INPUT DATA -
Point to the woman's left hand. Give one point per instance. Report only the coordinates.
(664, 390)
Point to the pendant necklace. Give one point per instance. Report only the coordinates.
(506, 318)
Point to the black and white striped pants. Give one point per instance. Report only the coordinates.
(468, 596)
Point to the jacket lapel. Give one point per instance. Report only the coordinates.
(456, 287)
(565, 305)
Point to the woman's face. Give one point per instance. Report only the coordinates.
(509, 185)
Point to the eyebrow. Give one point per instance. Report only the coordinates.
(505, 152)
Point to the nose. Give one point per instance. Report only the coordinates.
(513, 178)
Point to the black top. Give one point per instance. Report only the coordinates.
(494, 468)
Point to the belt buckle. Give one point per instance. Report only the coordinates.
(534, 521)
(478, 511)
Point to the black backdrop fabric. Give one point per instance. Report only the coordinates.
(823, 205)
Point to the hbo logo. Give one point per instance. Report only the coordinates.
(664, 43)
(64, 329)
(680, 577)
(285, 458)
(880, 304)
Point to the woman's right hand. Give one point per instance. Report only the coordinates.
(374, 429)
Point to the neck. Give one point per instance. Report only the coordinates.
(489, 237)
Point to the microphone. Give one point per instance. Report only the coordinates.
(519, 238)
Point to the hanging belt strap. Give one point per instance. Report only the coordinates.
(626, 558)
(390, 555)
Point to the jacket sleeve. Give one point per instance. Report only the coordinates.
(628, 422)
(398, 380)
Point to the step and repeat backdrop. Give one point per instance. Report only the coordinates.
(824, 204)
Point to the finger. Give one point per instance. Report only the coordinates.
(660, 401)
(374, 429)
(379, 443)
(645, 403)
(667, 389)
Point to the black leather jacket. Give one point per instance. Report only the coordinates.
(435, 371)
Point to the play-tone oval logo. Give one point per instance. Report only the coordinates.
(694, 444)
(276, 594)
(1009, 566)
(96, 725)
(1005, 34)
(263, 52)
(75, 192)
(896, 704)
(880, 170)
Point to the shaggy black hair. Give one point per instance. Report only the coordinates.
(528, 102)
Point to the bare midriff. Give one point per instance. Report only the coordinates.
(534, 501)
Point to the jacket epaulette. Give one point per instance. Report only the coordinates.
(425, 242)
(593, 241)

PROBLEM - Transcribe every entry exactly, omitting nothing.

ANSWER FOR THIS EXERCISE -
Point to the woman's left hand. Give one point per instance. Report only the coordinates.
(664, 390)
Point to the pendant necklace. Give one point per instance. Report only the coordinates.
(506, 318)
Point to the black and white striped pants. Give one point per instance. Report only the coordinates.
(468, 596)
Point to the jacket lapel. Give one point per instance. Report only the coordinates.
(456, 287)
(565, 305)
Point to the woman's face. Give one point per instance. Report only the coordinates.
(509, 185)
Point to the eyebrow. Give one point per instance. Report only the coordinates.
(505, 152)
Point to the nose. Give one point per instance. Report only the coordinates.
(513, 178)
Point to the black top. Give one point per instance. Report only the coordinates.
(494, 468)
Point to the belt buckle. Give one point per instance. Report only the coordinates.
(534, 521)
(478, 511)
Point to the black backdrop fabric. Give one point per instance. Report only the coordinates.
(823, 205)
Point to the hbo logo. Give one point per instance. Report only the coordinates.
(664, 43)
(64, 329)
(680, 577)
(285, 458)
(880, 304)
Point to the woman's right hand. Give one point per instance. Report only the coordinates.
(374, 429)
Point to the neck. Give one point per instance. Report only the coordinates.
(489, 237)
Point to the microphone. Give one point per instance. Report only the coordinates.
(519, 238)
Point to the hanging belt strap. Give one point per instance. Report only the coordinates.
(626, 558)
(390, 555)
Point to the jacket sleeve. Give one point per instance. Report only the coordinates.
(628, 422)
(398, 380)
Point to the step and repeat backdrop. Give one point per instance. Report only the coordinates.
(824, 204)
Point to the finger. Give one point per instance. Report only the coordinates.
(660, 401)
(374, 429)
(379, 443)
(645, 403)
(667, 389)
Point to the black leather jacket. Give one point per instance. Report only the coordinates.
(435, 371)
Point to the play-tone oval logo. Give one point per instance. Report only the coordinates.
(694, 444)
(276, 594)
(1009, 566)
(96, 725)
(1005, 34)
(263, 52)
(75, 192)
(896, 704)
(880, 170)
Point to the shaggy black hair. Give one point per instance. Report only the coordinates.
(528, 102)
Point to the bare midriff. Give one point per instance. Report only the coordinates.
(534, 501)
Point to the jacket epaulette. Give one point per instance. Report only the coordinates.
(425, 242)
(593, 241)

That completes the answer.